**Objective**
Copy out the entries, starting at the line that has "stem in this photo on that basis." and stopping after the line that has "(310, 1075)". Replace "Tag" with "Mark" throughout, and leave everything else unchanged.

**Recorded information**

──────────────────────────────

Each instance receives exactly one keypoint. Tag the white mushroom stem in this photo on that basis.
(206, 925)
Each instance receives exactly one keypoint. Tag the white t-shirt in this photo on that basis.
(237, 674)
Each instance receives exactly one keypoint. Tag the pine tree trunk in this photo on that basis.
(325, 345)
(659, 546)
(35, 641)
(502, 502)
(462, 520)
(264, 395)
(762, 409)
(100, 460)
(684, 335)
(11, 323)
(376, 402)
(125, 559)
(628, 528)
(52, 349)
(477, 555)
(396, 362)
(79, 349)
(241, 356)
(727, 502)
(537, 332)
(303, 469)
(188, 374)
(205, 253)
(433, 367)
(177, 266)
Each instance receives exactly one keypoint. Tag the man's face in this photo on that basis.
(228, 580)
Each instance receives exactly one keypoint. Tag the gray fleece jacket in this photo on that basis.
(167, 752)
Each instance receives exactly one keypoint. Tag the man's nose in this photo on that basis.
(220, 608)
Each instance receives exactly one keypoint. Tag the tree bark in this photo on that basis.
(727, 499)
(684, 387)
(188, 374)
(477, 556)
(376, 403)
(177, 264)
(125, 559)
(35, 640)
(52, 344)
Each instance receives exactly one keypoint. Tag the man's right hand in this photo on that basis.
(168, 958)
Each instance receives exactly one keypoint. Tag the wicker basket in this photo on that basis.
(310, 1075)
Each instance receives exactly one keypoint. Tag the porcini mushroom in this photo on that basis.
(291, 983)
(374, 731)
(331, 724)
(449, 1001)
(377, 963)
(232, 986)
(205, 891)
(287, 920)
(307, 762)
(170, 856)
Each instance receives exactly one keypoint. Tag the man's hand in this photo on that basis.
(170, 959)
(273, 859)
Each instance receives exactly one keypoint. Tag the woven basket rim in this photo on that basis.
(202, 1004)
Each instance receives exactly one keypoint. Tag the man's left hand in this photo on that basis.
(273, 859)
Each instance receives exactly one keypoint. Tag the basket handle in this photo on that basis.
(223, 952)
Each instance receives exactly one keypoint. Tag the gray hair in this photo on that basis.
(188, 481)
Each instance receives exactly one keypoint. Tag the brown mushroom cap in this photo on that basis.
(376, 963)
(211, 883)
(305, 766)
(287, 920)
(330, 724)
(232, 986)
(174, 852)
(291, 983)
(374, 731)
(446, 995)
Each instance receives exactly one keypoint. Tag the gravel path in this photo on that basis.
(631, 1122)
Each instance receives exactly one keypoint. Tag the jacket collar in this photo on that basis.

──────────────────────────────

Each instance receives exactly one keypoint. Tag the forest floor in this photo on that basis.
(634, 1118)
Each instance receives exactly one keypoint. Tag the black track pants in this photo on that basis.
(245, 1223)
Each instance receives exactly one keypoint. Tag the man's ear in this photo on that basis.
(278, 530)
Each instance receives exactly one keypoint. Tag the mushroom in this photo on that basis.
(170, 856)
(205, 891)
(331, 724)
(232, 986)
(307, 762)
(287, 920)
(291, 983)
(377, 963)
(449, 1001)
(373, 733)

──────────────────────────────

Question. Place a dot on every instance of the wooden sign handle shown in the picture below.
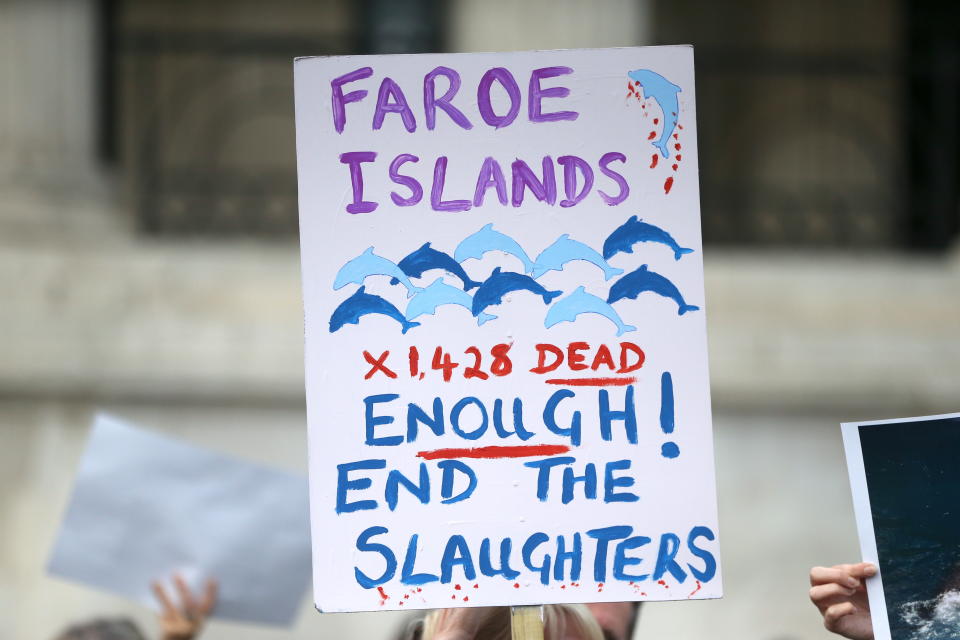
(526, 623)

──────────────────────────────

**Complete answer**
Each instance receives exactly one keypoint. Mark the white mushroom stem in this photo on that basis.
(206, 925)
Each instance receives exactly one keypoint. Mark the white t-shirt in this photo on that basis.
(237, 674)
Each instance receives exactly one keypoint. Mark the pine tree trunk in this photo on that basis.
(325, 345)
(659, 546)
(35, 641)
(502, 502)
(462, 520)
(264, 395)
(762, 409)
(100, 460)
(684, 335)
(11, 323)
(376, 402)
(125, 559)
(628, 528)
(52, 349)
(477, 555)
(396, 362)
(79, 349)
(241, 356)
(727, 502)
(537, 332)
(303, 469)
(188, 374)
(205, 253)
(433, 367)
(177, 266)
Each instance receives exactly one keypoint. Mark the man's face in this photo on that basis.
(228, 580)
Each instance receives exactly one keypoint. Mark the gray fleece jacket in this photo on that basis.
(167, 752)
Each instance receives exactly one keypoint. Mark the man's nose in this photo on that basis.
(220, 608)
Each instance receives exactly one keypoint. Mark the tree bark in this photo on that basis.
(727, 499)
(684, 387)
(188, 374)
(477, 556)
(376, 403)
(177, 264)
(125, 559)
(35, 640)
(52, 344)
Each instance receives exactly one keypoint. Mark the man's right hand in this photo on that basis.
(168, 958)
Each instance receives exactly one keypoint. Mark the wicker basket in this photo on that basis.
(310, 1075)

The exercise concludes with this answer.